> ФРАГМЕНТ ТЕКСТА
● ● ●
После революции 1917 г. какие-либо исследования в данной области надолго прервались. Первыми за освоение темы в ее общих очертаниях принялись русские эмигранты. После полувекового перерыва, последовавшего за монографией о. Мальцева, к истории церковного зарубежного присутствия обратился обосновавшийся в США исследователь Н. Д. Тальберг (12). В своей обширной статье он, с присущей эмигрантам первой волны идеализацией дореволюционной России, по сути дела составил панегирик дореволюционному духовенству и внешней политике империи. С содержательной стороны его статья представляет собой вольный пересказ сведений, изложенных в труде о. Мальцева, с прибавлением некоторых новых сведений (жанр работы Тальберг определялся характером журнала
, ее опубликовавшей — официального органа Русской Православной Церкви Заграницей).Ряд ценной информации биографического характера дан в статье архимандрита Киприана (Керна), посвященной заграничному духовенству (13). В ней автор коснулся и представителей дореволюционного клира, служившего в Италии. Однако в задачу этого автора преимущественно входила лишь демонстрация важной и позитивной роли духовенства: по сути дела его статья — эта апологетическая лекция перед студентами Богословской школы в Париже.
Обобщить историю русских храмов в Западной Европе недавно взялся русский эмигрант С. Забелин (14). Однако и оно не носит научного характера: автор-энтузиаст составил компиляцию на основании брошюр, выпущенных той или иной зарубежной общиной, при этом не сославшись даже на тексты, которыми он пользовался. Это относится и к итальянской части его работы: Забелин дал описание истории русских церквей в Сан-Ремо и Флоренции, дословно переписав многие фрагменты соответствующих брошюр (15), без каких-либо отсылок к источнику.
Похожую по принципам, но несколько более проработанную публикацию предоставила Н. Смирнова, работавшая по заданию священноначалия русской западно-европейской епархии в Париже (16). В ее распоряжение попали те же две опубликованные брошюры автора
диссертации: о Сан-Ремо и Флоренции. В конце концов она опубликовала явно компилятивный труд, причем как и Забелин, не упомянула ни одного использованного ею источника.Последние годы два петербургских церковных историка, В. В. Антонов и А. В. Кобак, взялись за составления нового свода-справочника “Православные русские святыни в Западной Европе”. Оба автора обладают большим опытом архивной и организационной работы (17). В составлении своего исследования они пошли по пути о. Мальцева, составив анкеты и разослав их в разные города Европы — но не священникам, а исследователям, что, вне сомнения, придаст результату необходимую основательность. В целом этот проект, пусть и глубоко проработанный, но также принадлежит к жанру “путеводителей по святым местам”.
● ● ●
> ЛИСТИНГ

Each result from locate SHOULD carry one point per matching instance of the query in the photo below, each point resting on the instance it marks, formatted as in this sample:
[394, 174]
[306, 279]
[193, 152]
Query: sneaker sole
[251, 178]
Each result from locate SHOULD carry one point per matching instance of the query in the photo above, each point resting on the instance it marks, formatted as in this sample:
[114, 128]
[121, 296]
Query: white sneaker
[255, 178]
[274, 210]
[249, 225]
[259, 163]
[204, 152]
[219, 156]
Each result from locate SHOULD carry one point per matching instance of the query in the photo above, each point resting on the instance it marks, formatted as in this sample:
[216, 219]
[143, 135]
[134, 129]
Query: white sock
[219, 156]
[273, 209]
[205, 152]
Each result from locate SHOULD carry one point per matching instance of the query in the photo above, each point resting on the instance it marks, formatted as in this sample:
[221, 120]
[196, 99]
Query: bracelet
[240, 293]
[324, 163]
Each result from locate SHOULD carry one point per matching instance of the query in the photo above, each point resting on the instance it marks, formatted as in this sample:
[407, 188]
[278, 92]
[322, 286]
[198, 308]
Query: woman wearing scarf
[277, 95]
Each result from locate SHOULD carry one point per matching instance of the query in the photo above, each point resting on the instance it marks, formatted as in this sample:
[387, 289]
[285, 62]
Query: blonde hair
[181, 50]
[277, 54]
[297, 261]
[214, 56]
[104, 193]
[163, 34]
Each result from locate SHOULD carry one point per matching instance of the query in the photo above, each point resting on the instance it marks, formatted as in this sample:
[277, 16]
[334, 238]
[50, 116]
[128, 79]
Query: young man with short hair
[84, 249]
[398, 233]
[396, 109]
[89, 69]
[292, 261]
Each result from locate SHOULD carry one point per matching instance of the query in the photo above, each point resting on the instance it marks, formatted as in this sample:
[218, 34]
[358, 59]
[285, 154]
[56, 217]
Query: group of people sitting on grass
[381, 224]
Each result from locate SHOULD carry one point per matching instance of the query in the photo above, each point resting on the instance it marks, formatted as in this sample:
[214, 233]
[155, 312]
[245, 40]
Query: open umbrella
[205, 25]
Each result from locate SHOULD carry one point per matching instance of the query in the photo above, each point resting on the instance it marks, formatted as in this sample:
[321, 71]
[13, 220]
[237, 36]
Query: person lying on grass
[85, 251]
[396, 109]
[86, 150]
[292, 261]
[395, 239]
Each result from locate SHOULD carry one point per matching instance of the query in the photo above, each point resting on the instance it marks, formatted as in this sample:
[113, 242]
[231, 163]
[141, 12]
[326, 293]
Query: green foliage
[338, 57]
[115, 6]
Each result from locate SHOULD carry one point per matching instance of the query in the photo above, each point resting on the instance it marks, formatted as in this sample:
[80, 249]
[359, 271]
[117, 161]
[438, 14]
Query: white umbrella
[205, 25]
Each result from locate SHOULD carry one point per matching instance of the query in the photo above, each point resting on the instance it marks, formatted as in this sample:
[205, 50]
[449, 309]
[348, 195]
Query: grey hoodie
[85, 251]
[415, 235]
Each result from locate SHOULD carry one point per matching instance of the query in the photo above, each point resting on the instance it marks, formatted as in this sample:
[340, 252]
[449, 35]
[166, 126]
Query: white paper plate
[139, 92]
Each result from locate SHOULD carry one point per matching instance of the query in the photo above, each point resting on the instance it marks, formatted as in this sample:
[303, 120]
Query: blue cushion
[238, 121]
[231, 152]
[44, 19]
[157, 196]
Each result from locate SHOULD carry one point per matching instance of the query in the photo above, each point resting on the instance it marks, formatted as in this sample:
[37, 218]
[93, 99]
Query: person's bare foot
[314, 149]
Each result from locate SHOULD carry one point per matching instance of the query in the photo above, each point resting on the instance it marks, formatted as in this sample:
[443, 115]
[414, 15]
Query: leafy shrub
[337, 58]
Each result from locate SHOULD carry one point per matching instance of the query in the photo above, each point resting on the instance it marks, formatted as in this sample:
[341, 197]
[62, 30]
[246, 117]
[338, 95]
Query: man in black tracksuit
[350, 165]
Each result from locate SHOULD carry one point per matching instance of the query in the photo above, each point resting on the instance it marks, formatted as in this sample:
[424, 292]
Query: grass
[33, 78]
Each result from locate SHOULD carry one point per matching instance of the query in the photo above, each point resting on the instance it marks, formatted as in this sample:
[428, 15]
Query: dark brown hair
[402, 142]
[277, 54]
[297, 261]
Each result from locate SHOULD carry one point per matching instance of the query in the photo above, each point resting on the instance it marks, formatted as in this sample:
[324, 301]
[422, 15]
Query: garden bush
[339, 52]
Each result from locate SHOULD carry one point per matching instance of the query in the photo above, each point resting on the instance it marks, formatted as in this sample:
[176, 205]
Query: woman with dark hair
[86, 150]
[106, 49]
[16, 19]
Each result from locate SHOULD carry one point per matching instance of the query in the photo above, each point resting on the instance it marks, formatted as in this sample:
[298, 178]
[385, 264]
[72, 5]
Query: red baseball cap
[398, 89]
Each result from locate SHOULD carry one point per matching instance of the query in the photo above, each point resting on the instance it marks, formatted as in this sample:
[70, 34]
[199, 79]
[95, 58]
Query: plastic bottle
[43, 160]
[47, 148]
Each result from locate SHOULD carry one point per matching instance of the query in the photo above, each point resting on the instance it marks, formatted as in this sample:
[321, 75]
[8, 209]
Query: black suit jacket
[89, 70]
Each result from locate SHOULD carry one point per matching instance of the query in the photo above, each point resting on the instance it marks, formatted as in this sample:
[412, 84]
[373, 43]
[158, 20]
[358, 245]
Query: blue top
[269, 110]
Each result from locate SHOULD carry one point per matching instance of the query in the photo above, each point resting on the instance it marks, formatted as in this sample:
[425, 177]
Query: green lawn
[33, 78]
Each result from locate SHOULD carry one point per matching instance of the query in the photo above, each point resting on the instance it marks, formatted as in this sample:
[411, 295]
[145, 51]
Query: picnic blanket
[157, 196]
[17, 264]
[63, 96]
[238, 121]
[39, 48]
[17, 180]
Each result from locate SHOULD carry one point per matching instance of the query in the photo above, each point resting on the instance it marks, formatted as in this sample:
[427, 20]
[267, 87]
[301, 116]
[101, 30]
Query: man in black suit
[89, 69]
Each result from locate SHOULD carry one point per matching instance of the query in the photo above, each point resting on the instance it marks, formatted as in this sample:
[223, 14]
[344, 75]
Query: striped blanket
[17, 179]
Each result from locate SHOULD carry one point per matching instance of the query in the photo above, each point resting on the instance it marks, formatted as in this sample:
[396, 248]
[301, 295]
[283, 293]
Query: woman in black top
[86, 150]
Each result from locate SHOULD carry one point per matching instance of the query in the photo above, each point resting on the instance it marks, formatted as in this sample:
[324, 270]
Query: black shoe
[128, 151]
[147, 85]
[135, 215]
● ● ●
> ЗАДАНИЕ 1
Соответствуют ли обзору исследований о русской церкви за рубежом следующие утверждения: (a) Н. Д. Тальберг обосновался в США; (b) С. Забелин указал тексты, которыми пользовался; (c) В. В. Антонов и А. В. Кобак рассылали анкеты священникам? Для каждого утверждения ответьте «да» или «нет» и приведите решающие слова из текста в точной цитате.
> ЗАДАНИЕ 2
Продолжите обзор исследований о русской церкви за рубежом, начав сразу после его последнего предложения.

> ОТВЕТ 1
(a) Да: «обосновавшийся в США исследователь Н. Д. Тальберг».
(b) Нет: «при этом не сославшись даже на тексты, которыми он пользовался».
(c) Нет: «но не священникам, а исследователям».

> ОТВЕТ 2
Итальянские исследователи еще меньше уделяли внимание нашей теме. Их интересовала в первую очередь общая история взаимоотношений Русской Церкви и католицизма, и этому посвящено множество работ, как полемического характера, так и взвешенно-научных. К последним следует отнести капитальное исследование Анджело Тамборры “Католическая Церковь и Русское Православие” (18), рассматривающее период от Венского конгресса до 1980-х гг. и снабженное богатой библиографией. Однако не Тамборра, ни другие многочисленные исследователи православно-католических отношений не касалась истории непосредственного взаимодействия Русской Церкви с католическим окружением, яркий пример которого представляла Италия.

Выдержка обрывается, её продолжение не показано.